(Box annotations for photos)
****************

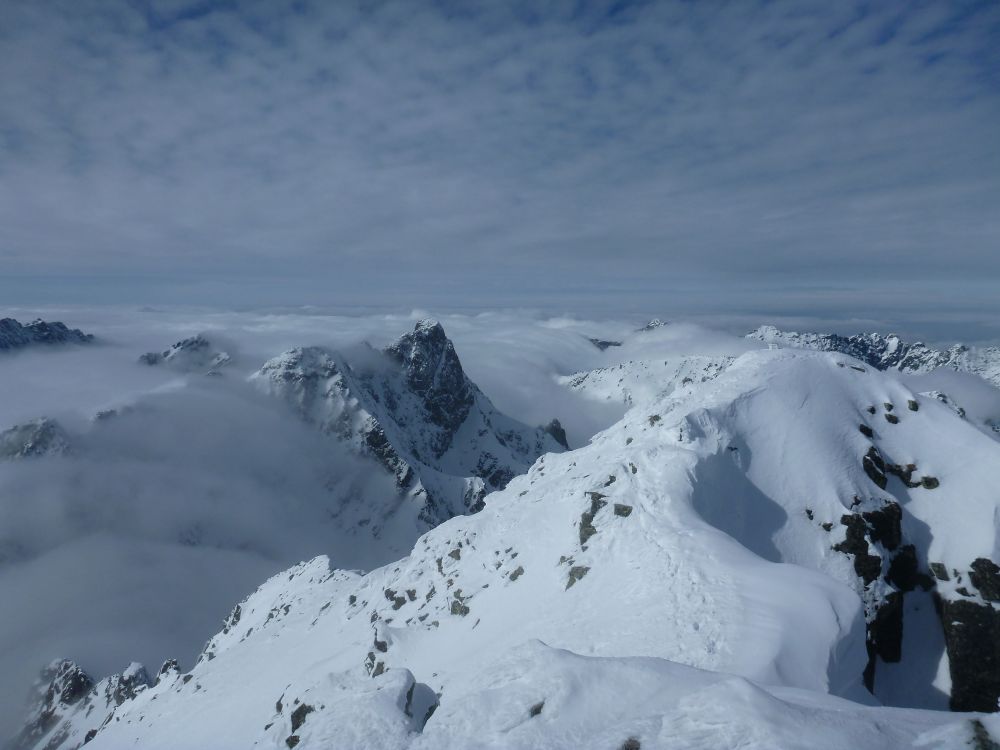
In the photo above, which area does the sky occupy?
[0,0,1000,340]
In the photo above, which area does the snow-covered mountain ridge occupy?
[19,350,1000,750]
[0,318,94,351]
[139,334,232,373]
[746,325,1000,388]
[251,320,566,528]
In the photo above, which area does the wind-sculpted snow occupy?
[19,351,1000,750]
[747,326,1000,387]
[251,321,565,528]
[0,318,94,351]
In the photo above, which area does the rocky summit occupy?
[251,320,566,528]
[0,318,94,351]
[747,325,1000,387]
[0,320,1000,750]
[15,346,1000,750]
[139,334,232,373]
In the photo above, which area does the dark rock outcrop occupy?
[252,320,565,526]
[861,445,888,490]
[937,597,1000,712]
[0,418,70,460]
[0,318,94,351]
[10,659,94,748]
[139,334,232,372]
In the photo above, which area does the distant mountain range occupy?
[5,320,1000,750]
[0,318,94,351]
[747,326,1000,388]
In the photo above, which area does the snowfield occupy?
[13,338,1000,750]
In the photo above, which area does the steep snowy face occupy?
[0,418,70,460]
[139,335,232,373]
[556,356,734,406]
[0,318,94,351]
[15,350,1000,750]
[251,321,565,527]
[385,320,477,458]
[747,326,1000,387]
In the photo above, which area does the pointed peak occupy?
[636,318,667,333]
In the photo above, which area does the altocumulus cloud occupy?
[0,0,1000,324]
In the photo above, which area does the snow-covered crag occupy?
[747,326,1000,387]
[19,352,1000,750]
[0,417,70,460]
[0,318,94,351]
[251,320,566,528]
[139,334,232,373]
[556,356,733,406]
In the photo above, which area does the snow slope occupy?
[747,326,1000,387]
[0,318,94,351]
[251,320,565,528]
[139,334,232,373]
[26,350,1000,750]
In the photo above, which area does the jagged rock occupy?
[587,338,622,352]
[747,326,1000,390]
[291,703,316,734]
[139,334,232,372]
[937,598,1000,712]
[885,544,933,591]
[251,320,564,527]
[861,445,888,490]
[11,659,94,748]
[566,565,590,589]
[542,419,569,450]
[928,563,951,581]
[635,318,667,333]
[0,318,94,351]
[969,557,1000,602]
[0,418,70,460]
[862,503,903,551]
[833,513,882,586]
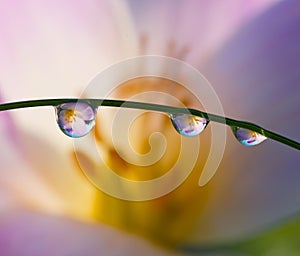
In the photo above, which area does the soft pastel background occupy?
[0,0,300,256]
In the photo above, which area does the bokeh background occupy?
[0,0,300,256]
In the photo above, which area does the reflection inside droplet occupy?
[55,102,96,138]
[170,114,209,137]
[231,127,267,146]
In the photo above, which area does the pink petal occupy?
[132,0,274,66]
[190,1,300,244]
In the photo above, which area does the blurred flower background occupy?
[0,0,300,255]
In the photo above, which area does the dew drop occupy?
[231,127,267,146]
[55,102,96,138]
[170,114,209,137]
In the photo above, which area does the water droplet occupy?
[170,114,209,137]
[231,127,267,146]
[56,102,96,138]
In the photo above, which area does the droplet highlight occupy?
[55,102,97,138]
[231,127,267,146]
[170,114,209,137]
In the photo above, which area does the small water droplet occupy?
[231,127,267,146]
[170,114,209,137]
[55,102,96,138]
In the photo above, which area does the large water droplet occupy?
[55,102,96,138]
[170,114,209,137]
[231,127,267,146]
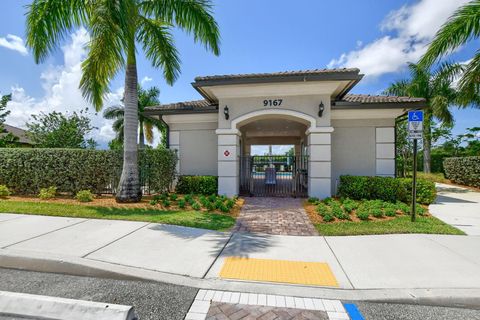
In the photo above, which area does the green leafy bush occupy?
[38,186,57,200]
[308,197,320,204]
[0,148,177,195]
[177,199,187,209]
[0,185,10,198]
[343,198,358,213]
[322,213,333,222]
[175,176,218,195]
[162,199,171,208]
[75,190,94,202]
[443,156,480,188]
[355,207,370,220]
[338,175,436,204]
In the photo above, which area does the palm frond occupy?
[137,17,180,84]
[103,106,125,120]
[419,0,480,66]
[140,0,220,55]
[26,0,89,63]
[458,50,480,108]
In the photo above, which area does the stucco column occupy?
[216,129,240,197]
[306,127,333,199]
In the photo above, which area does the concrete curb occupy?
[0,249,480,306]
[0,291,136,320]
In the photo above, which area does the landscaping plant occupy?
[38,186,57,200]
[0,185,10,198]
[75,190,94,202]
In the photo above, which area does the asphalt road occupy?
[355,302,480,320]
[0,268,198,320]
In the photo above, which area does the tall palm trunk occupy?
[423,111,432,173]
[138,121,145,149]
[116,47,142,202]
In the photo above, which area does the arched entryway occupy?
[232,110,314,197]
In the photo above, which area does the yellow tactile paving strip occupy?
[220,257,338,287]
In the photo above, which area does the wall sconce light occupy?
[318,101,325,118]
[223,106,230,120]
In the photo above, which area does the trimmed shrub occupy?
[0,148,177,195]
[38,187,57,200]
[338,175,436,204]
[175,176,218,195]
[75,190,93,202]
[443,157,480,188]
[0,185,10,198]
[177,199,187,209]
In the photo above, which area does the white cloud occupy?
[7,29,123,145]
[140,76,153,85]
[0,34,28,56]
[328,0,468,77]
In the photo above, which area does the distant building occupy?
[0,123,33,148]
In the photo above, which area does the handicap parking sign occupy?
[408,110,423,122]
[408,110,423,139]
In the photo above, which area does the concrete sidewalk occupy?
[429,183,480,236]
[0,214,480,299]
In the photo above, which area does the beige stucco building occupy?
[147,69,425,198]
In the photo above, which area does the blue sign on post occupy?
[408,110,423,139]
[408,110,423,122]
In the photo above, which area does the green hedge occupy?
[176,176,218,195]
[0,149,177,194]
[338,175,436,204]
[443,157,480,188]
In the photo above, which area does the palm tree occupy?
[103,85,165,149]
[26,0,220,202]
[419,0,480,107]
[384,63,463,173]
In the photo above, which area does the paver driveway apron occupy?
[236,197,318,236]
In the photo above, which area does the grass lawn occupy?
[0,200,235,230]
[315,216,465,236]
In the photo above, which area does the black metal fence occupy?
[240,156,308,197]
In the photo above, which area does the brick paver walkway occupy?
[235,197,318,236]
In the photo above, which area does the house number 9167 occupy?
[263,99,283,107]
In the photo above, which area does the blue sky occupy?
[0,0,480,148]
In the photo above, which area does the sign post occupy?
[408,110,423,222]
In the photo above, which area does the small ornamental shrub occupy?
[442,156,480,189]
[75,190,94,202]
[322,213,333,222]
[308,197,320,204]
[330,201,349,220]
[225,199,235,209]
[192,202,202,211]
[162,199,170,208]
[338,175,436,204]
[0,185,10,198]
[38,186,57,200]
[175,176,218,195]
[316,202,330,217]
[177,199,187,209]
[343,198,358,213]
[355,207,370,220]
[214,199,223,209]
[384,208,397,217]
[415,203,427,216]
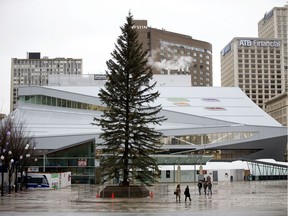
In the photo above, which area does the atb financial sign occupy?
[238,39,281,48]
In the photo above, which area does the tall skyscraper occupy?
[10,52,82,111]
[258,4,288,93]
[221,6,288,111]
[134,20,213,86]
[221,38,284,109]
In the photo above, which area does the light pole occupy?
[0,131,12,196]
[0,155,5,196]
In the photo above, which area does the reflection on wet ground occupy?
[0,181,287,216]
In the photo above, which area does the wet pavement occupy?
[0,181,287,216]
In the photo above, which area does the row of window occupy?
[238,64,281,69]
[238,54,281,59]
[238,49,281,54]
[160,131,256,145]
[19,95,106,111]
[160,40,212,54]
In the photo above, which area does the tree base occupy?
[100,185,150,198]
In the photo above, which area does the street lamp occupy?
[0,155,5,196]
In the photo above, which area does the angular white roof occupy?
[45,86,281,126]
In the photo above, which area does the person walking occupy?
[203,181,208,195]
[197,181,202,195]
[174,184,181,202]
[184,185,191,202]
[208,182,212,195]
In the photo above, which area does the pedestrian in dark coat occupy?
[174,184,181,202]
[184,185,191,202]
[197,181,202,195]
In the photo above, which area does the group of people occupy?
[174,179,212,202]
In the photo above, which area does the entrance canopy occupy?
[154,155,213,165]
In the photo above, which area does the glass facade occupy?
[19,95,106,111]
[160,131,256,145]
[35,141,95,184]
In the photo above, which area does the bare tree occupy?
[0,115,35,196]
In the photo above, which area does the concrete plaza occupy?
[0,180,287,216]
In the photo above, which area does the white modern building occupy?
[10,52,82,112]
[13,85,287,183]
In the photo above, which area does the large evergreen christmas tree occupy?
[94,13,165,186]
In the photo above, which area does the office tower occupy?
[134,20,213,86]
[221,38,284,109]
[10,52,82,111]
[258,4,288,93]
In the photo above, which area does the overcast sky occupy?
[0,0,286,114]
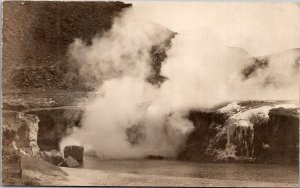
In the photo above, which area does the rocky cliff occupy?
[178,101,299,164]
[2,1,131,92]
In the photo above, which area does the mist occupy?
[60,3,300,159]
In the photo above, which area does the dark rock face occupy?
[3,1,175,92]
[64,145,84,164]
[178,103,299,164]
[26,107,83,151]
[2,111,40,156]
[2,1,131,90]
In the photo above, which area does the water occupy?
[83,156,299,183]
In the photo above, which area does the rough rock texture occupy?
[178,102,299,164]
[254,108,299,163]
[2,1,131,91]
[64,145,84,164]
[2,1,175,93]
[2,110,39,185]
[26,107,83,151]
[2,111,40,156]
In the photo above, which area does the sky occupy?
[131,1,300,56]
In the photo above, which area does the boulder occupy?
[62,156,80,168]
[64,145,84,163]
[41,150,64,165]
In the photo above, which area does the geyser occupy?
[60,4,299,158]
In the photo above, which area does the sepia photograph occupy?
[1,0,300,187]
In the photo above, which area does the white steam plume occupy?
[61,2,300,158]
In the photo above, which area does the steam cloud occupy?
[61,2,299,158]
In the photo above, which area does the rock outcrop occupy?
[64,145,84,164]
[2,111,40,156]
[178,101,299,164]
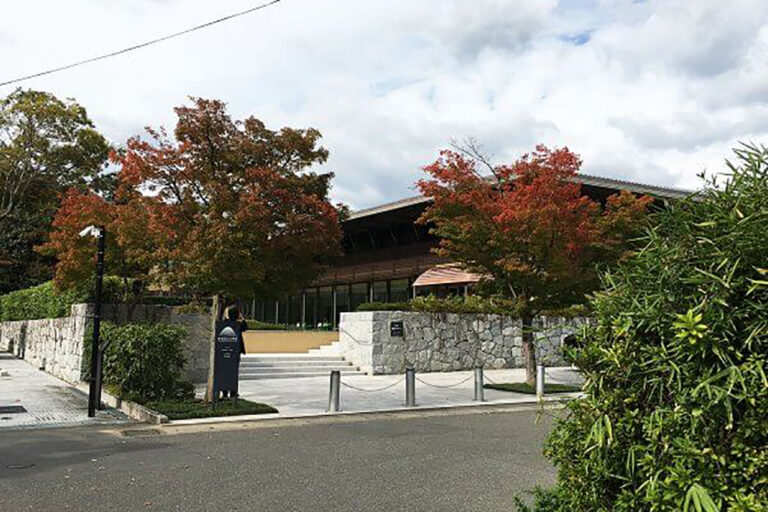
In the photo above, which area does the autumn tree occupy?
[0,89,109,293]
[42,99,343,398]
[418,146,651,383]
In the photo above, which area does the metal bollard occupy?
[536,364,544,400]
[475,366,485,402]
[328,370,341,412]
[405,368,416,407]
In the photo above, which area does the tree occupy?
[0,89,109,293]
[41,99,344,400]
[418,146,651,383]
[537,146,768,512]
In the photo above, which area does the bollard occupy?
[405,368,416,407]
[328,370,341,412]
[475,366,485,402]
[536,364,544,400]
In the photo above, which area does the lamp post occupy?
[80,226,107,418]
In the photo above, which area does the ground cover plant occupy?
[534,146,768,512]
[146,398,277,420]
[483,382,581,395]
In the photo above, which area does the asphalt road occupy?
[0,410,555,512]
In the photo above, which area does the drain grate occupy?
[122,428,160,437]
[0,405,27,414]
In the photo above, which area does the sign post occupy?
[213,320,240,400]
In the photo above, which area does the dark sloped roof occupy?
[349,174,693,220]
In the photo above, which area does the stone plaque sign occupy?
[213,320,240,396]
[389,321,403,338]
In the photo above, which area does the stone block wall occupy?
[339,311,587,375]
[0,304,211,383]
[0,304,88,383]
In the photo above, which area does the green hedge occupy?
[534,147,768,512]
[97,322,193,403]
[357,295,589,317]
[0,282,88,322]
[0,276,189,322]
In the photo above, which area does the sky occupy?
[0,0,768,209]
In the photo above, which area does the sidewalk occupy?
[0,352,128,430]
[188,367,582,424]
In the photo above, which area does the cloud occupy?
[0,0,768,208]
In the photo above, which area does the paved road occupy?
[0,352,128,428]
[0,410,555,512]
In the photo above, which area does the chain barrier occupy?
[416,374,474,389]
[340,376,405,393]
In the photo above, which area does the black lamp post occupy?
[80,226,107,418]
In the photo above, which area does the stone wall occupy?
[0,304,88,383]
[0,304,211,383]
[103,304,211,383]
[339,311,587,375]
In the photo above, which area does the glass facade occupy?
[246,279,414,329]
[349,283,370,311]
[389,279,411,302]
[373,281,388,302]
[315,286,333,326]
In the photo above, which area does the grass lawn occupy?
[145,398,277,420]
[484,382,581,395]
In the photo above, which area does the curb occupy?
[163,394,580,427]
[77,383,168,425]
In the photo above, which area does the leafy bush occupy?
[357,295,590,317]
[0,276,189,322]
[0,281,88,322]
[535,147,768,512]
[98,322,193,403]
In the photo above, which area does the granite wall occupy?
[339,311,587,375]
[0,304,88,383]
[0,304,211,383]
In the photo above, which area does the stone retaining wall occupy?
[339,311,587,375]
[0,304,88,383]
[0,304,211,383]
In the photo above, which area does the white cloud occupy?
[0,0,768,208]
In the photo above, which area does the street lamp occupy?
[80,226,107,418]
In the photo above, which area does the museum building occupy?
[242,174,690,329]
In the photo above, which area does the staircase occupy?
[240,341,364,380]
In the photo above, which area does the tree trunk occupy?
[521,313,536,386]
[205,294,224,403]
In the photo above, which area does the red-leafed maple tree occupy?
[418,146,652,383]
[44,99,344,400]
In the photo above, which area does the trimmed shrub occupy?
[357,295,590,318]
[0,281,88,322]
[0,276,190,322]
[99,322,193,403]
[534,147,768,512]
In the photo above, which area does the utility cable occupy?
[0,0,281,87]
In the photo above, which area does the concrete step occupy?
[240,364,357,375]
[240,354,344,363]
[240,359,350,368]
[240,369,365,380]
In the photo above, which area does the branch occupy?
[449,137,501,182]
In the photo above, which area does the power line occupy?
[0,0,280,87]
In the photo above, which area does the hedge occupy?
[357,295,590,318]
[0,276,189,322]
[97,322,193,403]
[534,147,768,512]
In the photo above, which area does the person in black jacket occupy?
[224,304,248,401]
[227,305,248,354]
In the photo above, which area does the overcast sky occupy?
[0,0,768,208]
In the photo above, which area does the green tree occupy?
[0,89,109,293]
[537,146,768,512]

****************

◆ Instructions to follow
Rewrite the part of the material that opens with the line containing "In the photo above, which area does the mist" and closes with the line containing "[1,0,300,187]", replacing "boulder" with "stone" and leaving everything else unchanged.

◆ Result for this exercise
In the photo above, which area does the mist occupy?
[60,3,300,159]
In the photo above, which area does the dark rock face occupy?
[3,1,175,92]
[64,145,84,164]
[178,103,299,164]
[26,107,83,151]
[2,111,40,156]
[2,1,131,90]
In the photo above, which area does the water occupy?
[83,156,299,183]
In the photo above, which area does the rough rock texture occupy?
[178,102,299,164]
[254,108,299,163]
[2,1,131,91]
[64,145,84,164]
[2,1,175,93]
[2,110,39,185]
[26,107,83,151]
[2,111,40,156]
In the photo above, which area does the sky occupy?
[131,1,300,56]
In the photo above, which area does the stone occupy?
[62,156,80,168]
[64,145,84,163]
[41,150,64,165]
In the photo above, which area does the geyser occupy?
[60,4,299,158]
In the photo above, which area does the sepia photograph occupy?
[1,0,300,187]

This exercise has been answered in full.